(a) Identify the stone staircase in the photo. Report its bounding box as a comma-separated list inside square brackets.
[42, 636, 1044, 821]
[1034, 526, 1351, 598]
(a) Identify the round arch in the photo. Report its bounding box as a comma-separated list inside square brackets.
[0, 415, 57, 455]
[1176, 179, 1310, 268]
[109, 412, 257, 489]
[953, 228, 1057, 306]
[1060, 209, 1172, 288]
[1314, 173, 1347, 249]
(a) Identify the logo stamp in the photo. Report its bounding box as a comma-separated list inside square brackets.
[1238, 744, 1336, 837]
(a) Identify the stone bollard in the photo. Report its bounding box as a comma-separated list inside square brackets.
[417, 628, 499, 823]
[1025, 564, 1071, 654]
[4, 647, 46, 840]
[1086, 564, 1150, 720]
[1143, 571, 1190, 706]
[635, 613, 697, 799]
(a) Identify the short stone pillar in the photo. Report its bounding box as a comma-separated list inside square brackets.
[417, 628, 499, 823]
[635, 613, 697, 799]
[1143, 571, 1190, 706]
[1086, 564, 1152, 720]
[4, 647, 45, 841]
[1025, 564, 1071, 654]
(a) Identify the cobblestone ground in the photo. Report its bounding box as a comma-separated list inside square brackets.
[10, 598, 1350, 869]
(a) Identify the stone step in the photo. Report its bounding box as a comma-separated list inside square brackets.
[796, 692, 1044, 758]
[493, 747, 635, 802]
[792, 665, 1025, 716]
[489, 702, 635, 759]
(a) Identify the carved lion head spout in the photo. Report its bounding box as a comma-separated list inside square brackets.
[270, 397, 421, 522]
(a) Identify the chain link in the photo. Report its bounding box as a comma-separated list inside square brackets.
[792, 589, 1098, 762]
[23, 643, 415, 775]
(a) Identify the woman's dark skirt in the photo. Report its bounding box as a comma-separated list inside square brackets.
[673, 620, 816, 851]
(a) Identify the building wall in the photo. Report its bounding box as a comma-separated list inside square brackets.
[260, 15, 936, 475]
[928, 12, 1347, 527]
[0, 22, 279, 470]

* _DIRECTIONS_
Starting with the line of the material above that contains "(a) Identify the logo" and continuing through the line that contains "[23, 643, 415, 775]", recast those lines as a JSON list of strings with one string per line, leaving out any blank lines.

* _CORRECT RESPONSE_
[
  "(a) Identify the logo stamp in the photo. Report its bounding box as a comma-separated list inside square brackets.",
  "[1238, 744, 1336, 837]",
  "(a) Identify the stone bollard in the photo. Report its bounding box as a comma-separated list inside square brackets.",
  "[417, 628, 499, 823]",
  "[1025, 564, 1071, 654]",
  "[4, 647, 46, 840]",
  "[1086, 564, 1150, 720]",
  "[1143, 571, 1190, 706]",
  "[635, 613, 697, 799]",
  "(a) Identify the short stone pillar in the photo. Report its bounding box as a comma-separated list inside square brackets.",
  "[417, 628, 499, 823]",
  "[635, 613, 697, 799]",
  "[1143, 571, 1190, 706]",
  "[1086, 564, 1152, 720]",
  "[4, 647, 45, 841]",
  "[1025, 564, 1071, 654]",
  "(a) Identify the cobblestone ground in the photo. Report its bounding box as a comma-separated list inside square brackets.",
  "[10, 598, 1350, 869]",
  "(a) Identify the stone step in the photo. Report its bounding box as a comma-separated list inside square brackets.",
  "[796, 692, 1044, 758]",
  "[493, 747, 635, 802]",
  "[792, 665, 1025, 716]",
  "[489, 702, 635, 759]",
  "(a) Identify the carved lion head spout in the photo. Report its bounding box as a comma-separated list inside square brackets.",
  "[270, 397, 421, 522]",
  "(a) Identify the chain link in the photo. Report its bounding box as a comma-separated list inside square brackets.",
  "[792, 589, 1098, 762]",
  "[23, 643, 415, 775]"
]